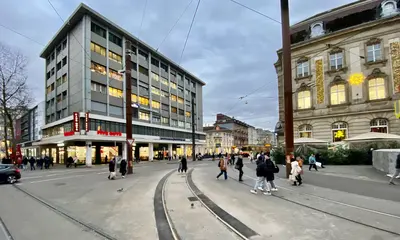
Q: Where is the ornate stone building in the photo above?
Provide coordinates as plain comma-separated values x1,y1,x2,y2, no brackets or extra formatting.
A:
275,0,400,143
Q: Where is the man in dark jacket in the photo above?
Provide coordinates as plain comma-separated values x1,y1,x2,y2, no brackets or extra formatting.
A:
250,160,271,195
181,157,188,173
120,159,127,178
29,157,36,171
108,157,116,179
265,158,278,191
235,155,244,181
389,153,400,185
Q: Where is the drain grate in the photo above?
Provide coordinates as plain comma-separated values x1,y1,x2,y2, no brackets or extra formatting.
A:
188,196,199,202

= = =

• Your objective: Repeat the material above in full and exactly, omitting the pictures.

• Solution:
Q: Where is the ornate stone building in the photo above?
Provide coordinates as plain comma-separated values x1,y1,x2,y2, no brackets or extra formatting.
A:
275,0,400,143
Q: Where is the man in dark jacket in the photo above?
Provide coordinates as plain comma-separated values x1,y1,x2,y2, no brackets or extra formatting.
A:
250,160,271,195
181,157,188,173
120,159,127,178
29,157,36,171
108,157,116,179
265,158,278,191
235,155,244,181
389,153,400,185
Q: Where is the drain grate in the photo above?
Provide coordinates as plain comma-separated values x1,y1,x2,y2, no brackets or extra formatting.
A:
188,196,199,202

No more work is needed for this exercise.